§ **Records supplied**:
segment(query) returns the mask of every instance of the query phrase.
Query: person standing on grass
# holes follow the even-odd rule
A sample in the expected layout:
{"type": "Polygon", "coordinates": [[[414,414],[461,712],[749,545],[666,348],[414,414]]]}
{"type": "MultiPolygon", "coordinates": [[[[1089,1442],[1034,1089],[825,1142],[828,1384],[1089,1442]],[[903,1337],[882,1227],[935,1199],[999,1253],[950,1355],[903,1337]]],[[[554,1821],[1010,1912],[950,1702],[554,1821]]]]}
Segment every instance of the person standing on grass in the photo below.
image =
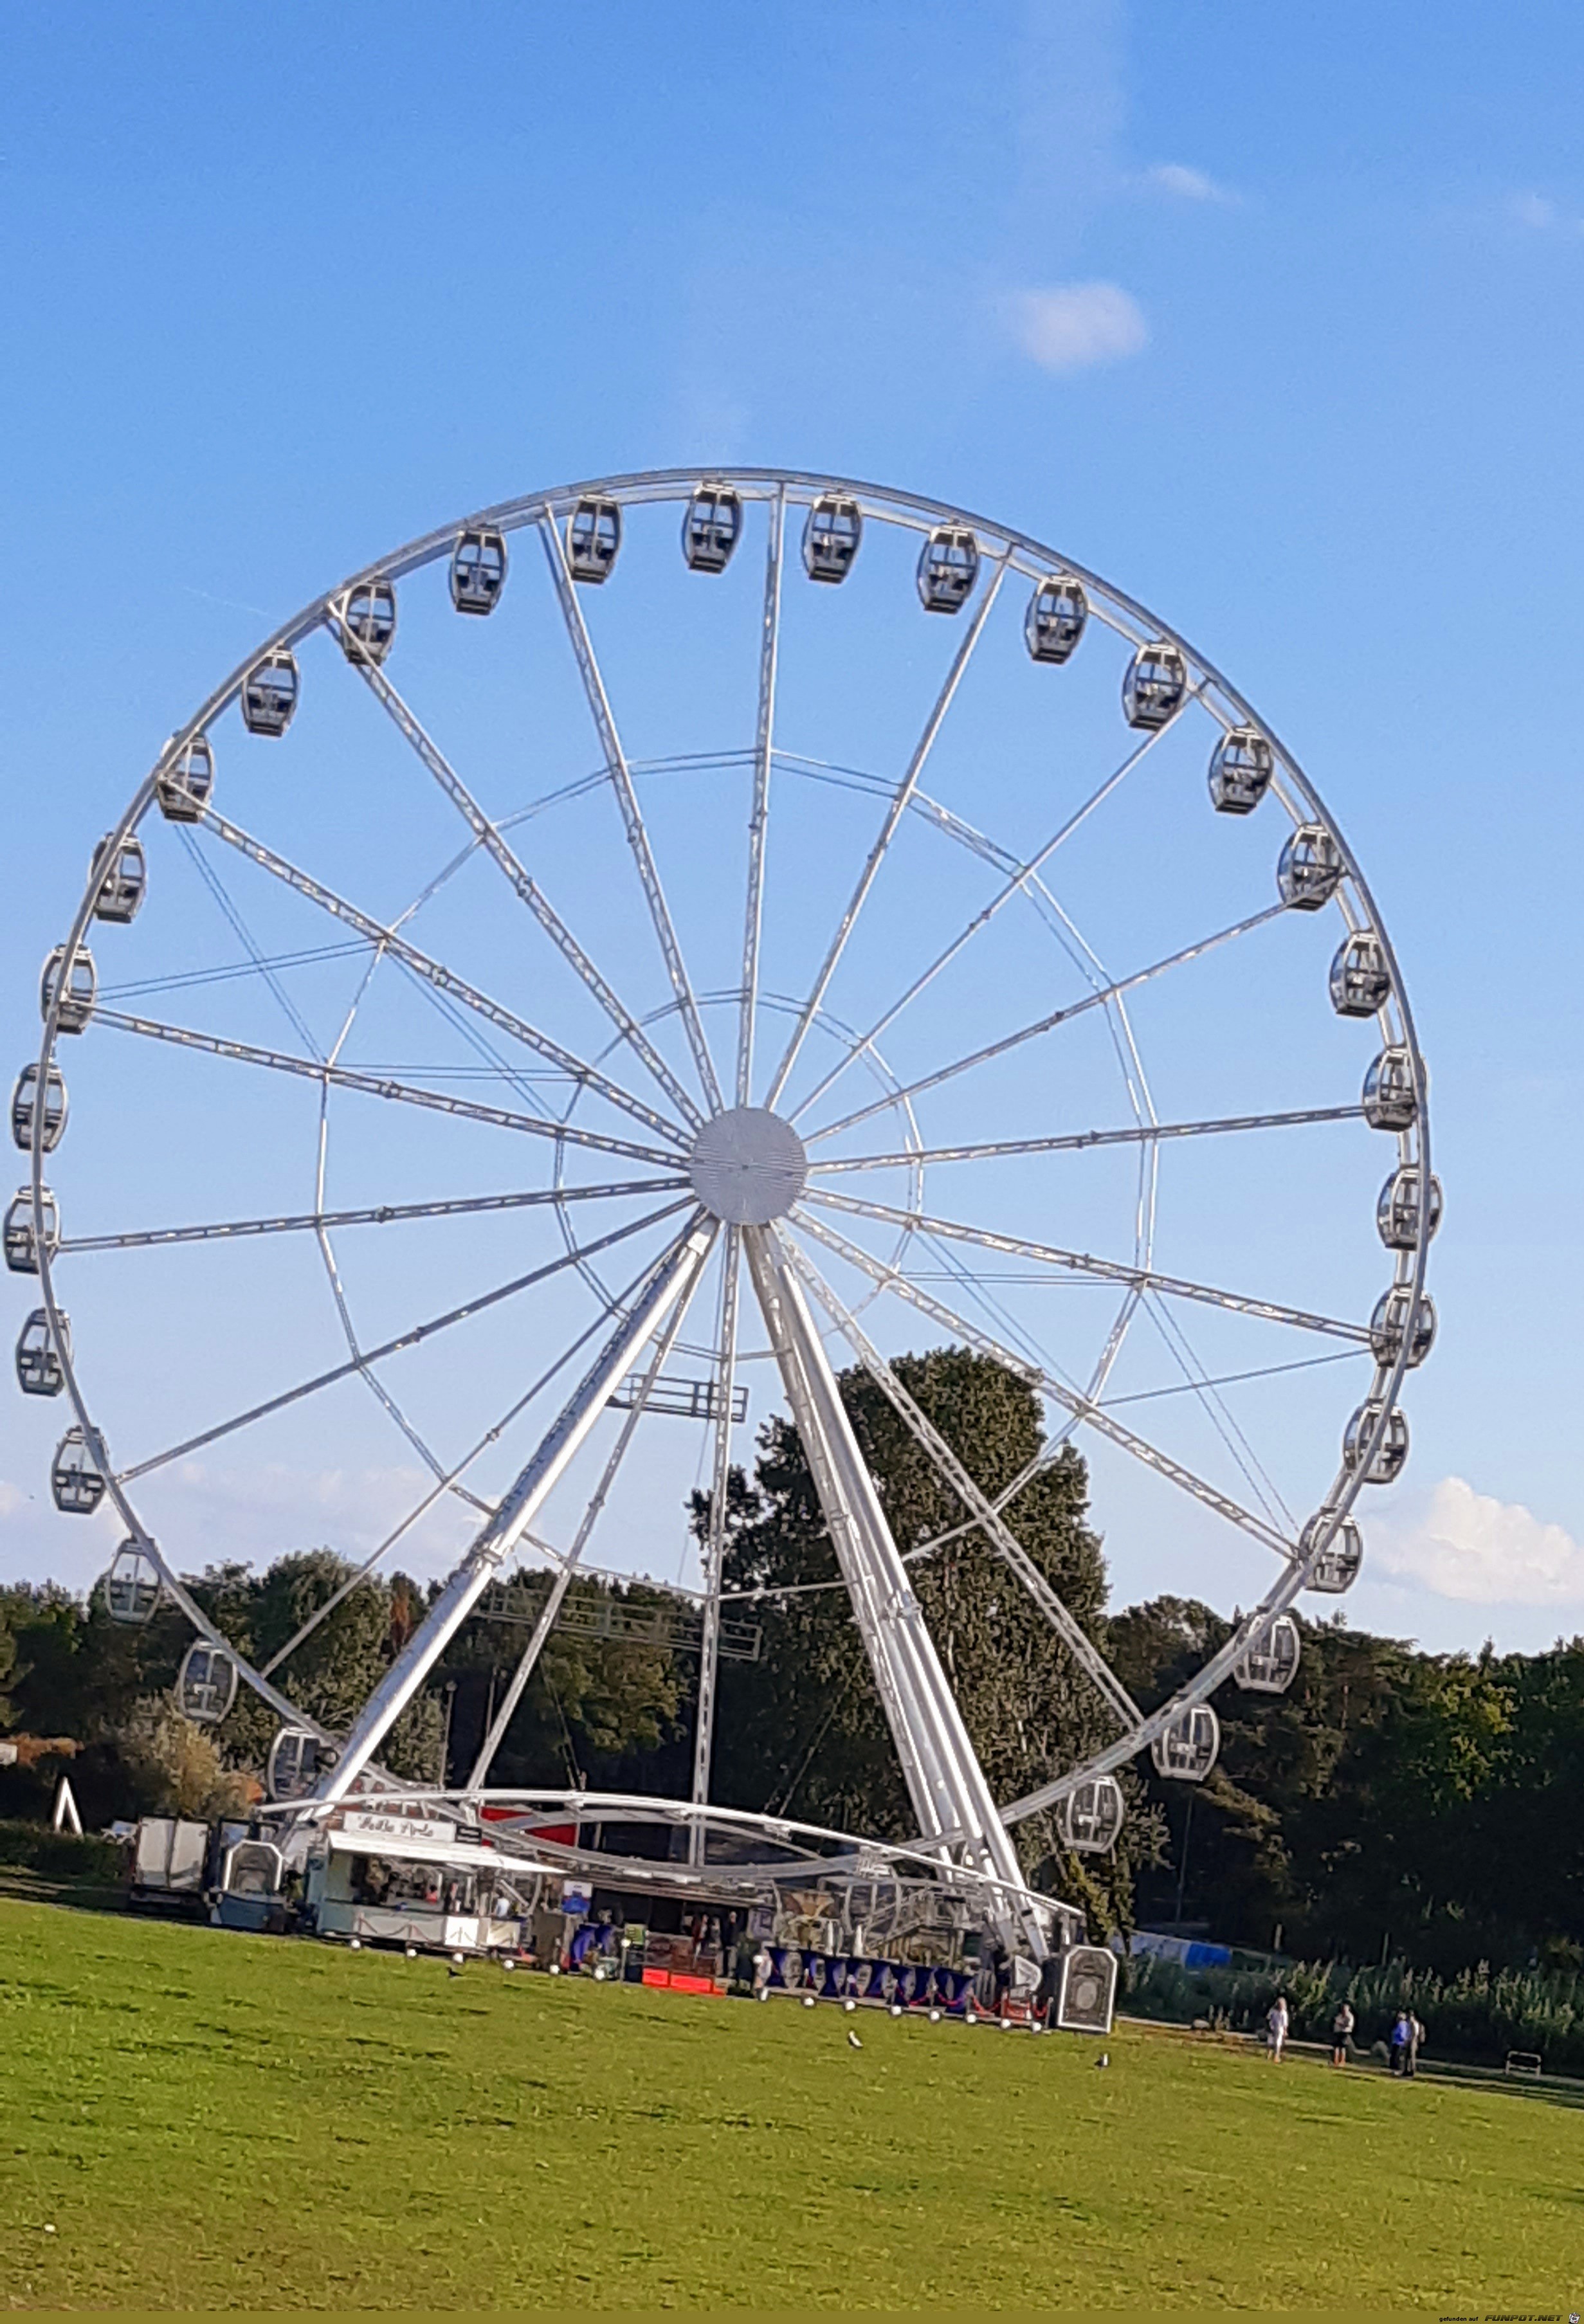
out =
{"type": "Polygon", "coordinates": [[[1282,2062],[1282,2052],[1287,2040],[1287,1997],[1278,1993],[1265,2014],[1266,2040],[1270,2047],[1273,2066],[1282,2062]]]}
{"type": "Polygon", "coordinates": [[[1331,2019],[1331,2063],[1333,2066],[1345,2066],[1347,2064],[1348,2044],[1352,2038],[1353,2011],[1350,2005],[1344,2001],[1336,2015],[1331,2019]]]}
{"type": "Polygon", "coordinates": [[[1005,1945],[997,1945],[990,1955],[990,1970],[995,1978],[996,2015],[1007,2014],[1007,1998],[1012,1990],[1012,1956],[1005,1945]]]}
{"type": "Polygon", "coordinates": [[[1407,2051],[1403,2061],[1403,2071],[1407,2075],[1410,2081],[1413,2080],[1414,2075],[1419,2071],[1419,2044],[1423,2041],[1423,2039],[1424,2028],[1419,2023],[1418,2018],[1410,2012],[1408,2017],[1407,2051]]]}
{"type": "Polygon", "coordinates": [[[1408,2070],[1408,2028],[1411,2022],[1407,2011],[1399,2009],[1397,2022],[1392,2027],[1389,2037],[1394,2074],[1404,2074],[1408,2070]]]}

§ **Your objective**:
Wherever a line contains the string "person", copy that line from the data.

§ **Answer box**:
Query: person standing on grass
Segment every instance of the person standing on grass in the photo below.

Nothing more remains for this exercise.